─── Material for this exercise ───

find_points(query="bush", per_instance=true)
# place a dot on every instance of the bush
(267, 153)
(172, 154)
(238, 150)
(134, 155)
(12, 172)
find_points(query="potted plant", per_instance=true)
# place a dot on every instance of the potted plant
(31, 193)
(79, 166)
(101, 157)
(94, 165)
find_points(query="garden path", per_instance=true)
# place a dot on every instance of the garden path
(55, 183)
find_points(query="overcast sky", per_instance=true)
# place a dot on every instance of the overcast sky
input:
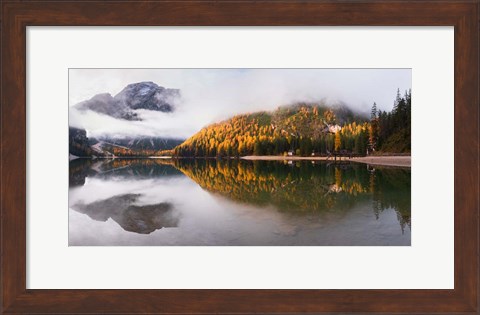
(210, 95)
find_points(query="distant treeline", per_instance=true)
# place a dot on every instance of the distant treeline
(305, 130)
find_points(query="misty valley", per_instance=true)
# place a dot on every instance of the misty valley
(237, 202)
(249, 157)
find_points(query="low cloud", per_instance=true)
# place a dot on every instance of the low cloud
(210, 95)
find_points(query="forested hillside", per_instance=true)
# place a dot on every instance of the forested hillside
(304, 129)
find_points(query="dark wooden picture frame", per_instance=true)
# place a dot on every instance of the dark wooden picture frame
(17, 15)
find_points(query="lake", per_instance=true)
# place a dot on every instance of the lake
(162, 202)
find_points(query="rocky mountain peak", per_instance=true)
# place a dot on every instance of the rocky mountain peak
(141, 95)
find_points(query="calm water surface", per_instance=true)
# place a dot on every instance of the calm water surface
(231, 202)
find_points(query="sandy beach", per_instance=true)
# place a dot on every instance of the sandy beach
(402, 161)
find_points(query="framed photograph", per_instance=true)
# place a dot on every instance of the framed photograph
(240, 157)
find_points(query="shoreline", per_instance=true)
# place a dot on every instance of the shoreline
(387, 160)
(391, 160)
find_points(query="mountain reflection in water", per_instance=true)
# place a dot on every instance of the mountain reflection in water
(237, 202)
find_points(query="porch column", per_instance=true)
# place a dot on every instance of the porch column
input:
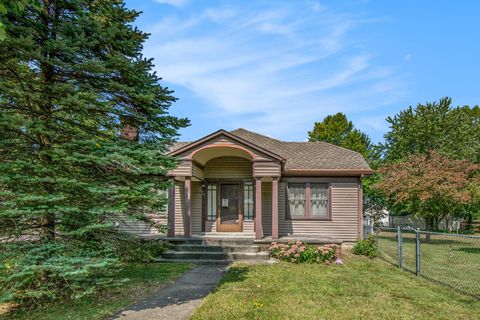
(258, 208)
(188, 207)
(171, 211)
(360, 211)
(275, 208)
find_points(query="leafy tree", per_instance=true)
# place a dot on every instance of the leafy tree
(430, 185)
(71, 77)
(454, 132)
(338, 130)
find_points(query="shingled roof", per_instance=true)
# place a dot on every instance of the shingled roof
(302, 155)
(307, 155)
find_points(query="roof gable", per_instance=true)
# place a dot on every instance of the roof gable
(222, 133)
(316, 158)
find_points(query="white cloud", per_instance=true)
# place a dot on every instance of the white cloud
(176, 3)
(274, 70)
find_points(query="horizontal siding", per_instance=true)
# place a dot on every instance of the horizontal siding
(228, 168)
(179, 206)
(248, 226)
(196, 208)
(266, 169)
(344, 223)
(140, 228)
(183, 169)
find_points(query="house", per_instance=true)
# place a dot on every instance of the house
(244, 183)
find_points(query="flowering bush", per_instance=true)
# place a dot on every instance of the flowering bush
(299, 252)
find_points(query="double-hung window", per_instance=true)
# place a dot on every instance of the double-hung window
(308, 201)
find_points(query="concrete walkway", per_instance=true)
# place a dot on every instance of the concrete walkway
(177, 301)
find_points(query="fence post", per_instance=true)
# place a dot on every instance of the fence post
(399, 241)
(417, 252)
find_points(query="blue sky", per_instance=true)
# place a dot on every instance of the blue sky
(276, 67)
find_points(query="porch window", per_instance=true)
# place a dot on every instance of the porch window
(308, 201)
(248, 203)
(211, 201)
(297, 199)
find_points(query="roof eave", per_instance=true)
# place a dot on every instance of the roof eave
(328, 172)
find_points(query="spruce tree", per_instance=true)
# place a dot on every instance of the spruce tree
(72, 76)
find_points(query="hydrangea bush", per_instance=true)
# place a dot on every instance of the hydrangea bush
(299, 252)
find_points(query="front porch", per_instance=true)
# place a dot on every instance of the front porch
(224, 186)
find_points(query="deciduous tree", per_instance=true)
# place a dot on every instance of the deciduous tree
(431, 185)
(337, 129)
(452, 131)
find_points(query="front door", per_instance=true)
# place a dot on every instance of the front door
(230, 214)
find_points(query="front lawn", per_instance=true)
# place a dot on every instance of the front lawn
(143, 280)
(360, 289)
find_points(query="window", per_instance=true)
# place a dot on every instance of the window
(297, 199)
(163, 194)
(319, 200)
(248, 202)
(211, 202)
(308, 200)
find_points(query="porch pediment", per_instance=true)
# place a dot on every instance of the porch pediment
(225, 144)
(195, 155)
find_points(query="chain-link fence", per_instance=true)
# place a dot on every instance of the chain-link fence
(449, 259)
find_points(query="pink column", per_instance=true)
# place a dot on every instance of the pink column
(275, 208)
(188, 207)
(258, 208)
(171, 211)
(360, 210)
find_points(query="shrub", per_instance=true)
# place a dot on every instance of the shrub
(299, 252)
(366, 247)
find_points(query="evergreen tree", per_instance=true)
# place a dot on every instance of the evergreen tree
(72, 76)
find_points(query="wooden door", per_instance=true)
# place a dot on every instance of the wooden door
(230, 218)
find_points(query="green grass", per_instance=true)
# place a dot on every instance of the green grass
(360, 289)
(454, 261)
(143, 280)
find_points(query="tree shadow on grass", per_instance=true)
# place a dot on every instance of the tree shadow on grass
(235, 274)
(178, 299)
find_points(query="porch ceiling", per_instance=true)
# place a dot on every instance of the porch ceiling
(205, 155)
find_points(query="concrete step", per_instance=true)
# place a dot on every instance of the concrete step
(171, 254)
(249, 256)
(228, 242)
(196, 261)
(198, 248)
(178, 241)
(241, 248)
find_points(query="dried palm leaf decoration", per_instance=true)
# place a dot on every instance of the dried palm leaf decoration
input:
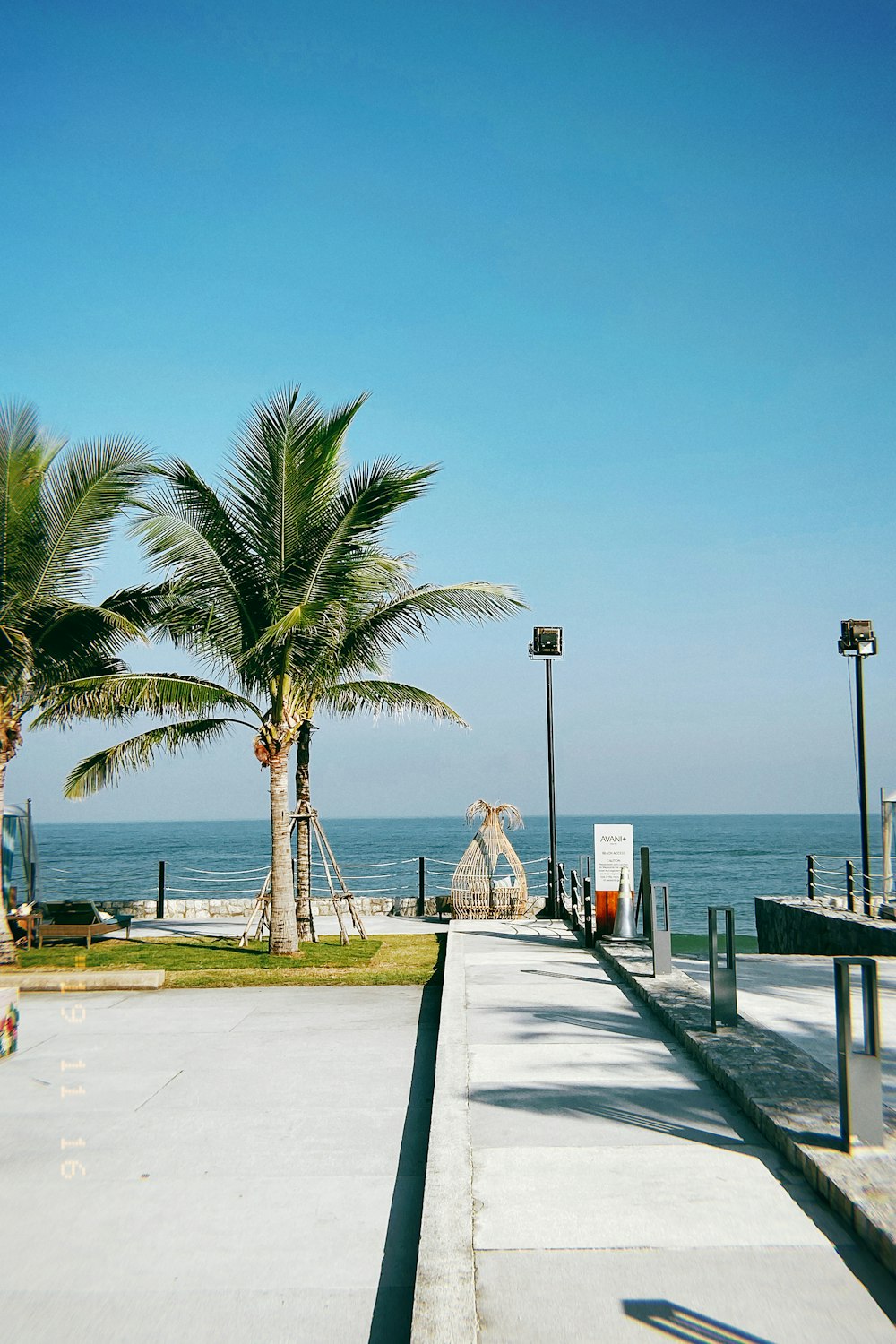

───

Go through the entries above and output them exactly, without pictures.

find_points(query="bush", per_instance=true)
# place a dot on every instance of the bush
(267, 153)
(172, 154)
(238, 150)
(134, 155)
(12, 172)
find_points(query="potted plant", per_instance=true)
# place a dot on every instance of the potted plant
(31, 193)
(79, 166)
(101, 157)
(94, 165)
find_points(query="garden path", per_instance=true)
# place a dot on every instance of the garden path
(55, 183)
find_points(query="overcast sky", per_instance=true)
# place a dot on every instance of the overcast sky
input:
(210, 95)
find_points(query="distant treeline", per_instance=true)
# place a dot on every instance of the distant treeline
(305, 130)
find_points(query="misty valley", per_instance=true)
# place a dot on every instance of the misty valley
(237, 202)
(249, 157)
find_points(query="low cloud", per_instance=true)
# place a dot on every instance of the low cloud
(210, 95)
find_points(query="forested hillside", per_instance=true)
# place a dot on every instance of the forested hillside
(304, 129)
find_points(query="dark wooden picture frame", per_instance=true)
# place a dot on every instance of the dark wooden picture frame
(17, 15)
find_points(query="lake", per_instance=true)
# place a dot on every instance of the lake
(162, 202)
find_points(query="rocky mountain peak", per_instance=true)
# place a dot on every instance of the rocky mountain peak
(141, 95)
find_points(query="calm water surface", per_instance=true)
# place a dot on every instance of the calm water surface
(231, 202)
find_points(query="sandy beach", per_instance=true)
# place a dot on every instance of the sandy beach
(402, 161)
find_points(query="framed photograph", per_instance=true)
# place a dot on every instance of the framed photograph
(240, 157)
find_points(query="shoreline", per_instance=true)
# place a dot on every instance of the shoreline
(387, 160)
(391, 160)
find_points(query="mountain reflection in water", per_instance=true)
# place a dot on every instance of the mountain reflection in water
(237, 202)
find_points(query="porch column", per_instance=true)
# place a dot on every instance of the porch column
input:
(258, 208)
(188, 207)
(171, 211)
(360, 211)
(275, 208)
find_points(query="leafy tree", per_instance=true)
# place a dot on every instance of the leafy tree
(430, 185)
(71, 77)
(454, 132)
(338, 130)
find_points(query="shingled roof", per_instance=true)
# place a dot on every instance of the shingled roof
(302, 155)
(307, 155)
find_points(query="roof gable", per_instance=true)
# place a dot on every instance of the roof gable
(222, 133)
(316, 158)
find_points(query="white cloud", per_instance=true)
# place a dot on every instance of the white cloud
(176, 3)
(274, 70)
find_points(query="horizontal siding", per_instance=true)
# place a dot on every instance of the horizontal siding
(228, 168)
(179, 206)
(248, 226)
(196, 208)
(266, 169)
(344, 223)
(140, 228)
(183, 169)
find_points(query="house", per_instance=true)
# place a dot on every instance of the house
(244, 183)
find_points(query="flowering bush", per_instance=true)
# place a dot on every instance of the flowering bush
(299, 252)
find_points(query="double-hung window", per_instance=true)
# place a dot on every instance of the double-hung window
(308, 201)
find_points(query="concrete walkway", per_instance=true)
# place a dot on every instance of the concrete walkway
(177, 301)
find_points(query="fence post", per_instance=true)
# place a dot on every instance of the fence post
(399, 241)
(417, 252)
find_points(query="blue sky", per_instance=true)
# place a dot on every instance of the blue sky
(276, 67)
find_points(query="porch window", per_instance=true)
# place a dot on every instance of the porch window
(308, 201)
(248, 203)
(211, 201)
(297, 199)
find_points(query="roof eave", per_instance=true)
# place a dot on every instance of the roof eave
(328, 172)
find_points(query="spruce tree", per_instance=true)
# place a dot on every instance of the spruce tree
(72, 76)
find_points(query="hydrangea bush", per_instance=true)
# place a dot on every instance of the hydrangea bush
(299, 252)
find_points(query="front porch", per_instance=true)
# place a dot on every instance of the front porch
(224, 186)
find_points(query="deciduous tree", per_instance=true)
# place a dot on every instance of the deciduous tree
(431, 185)
(337, 129)
(452, 131)
find_points(query="front door", per_instance=true)
# place a dot on every instance of the front door
(230, 214)
find_points(query="front lawn", per_instance=true)
# place a dot on every instance of the front lawn
(143, 280)
(360, 289)
find_points(query="window", per_instance=true)
# place a dot on every instance of the window
(297, 199)
(163, 194)
(319, 200)
(248, 202)
(211, 202)
(308, 200)
find_points(query="porch pediment", per_instance=true)
# place a dot on every instance of the porch pediment
(225, 144)
(195, 155)
find_points(query="chain-link fence", per_instance=true)
# place a dot on every instance of the chain-link fence
(449, 259)
find_points(query="pink column", per_instance=true)
# place a dot on every instance of the pink column
(275, 208)
(188, 207)
(258, 208)
(171, 211)
(360, 210)
find_points(query="shrub", per_instance=true)
# place a dot on every instance of the shrub
(299, 252)
(366, 247)
find_points(query="evergreen tree", per_instance=true)
# place a dot on every instance of the evergreen tree
(72, 76)
find_points(query="wooden door", per_instance=true)
# place a dot on every instance of the wooden door
(230, 218)
find_points(query="green grass", per_instance=true)
# place a dot on every instance of the green grass
(360, 289)
(454, 261)
(143, 280)
find_points(query="tree shadow on grass", per_instance=true)
# place a dot on every instance of the tree shadow on grass
(235, 274)
(178, 299)
find_points(query="porch ceiling", per_instance=true)
# place a dot on every instance of the porch ceiling
(205, 155)
find_points(query="concrete step", per_instance=true)
# place a dot on every instance of the concrete step
(171, 254)
(249, 256)
(228, 242)
(196, 261)
(198, 248)
(178, 241)
(241, 248)
find_points(query="dried palm leaf decoration", per_instance=true)
# place a dot on every instance of the dried palm leaf decoration
input:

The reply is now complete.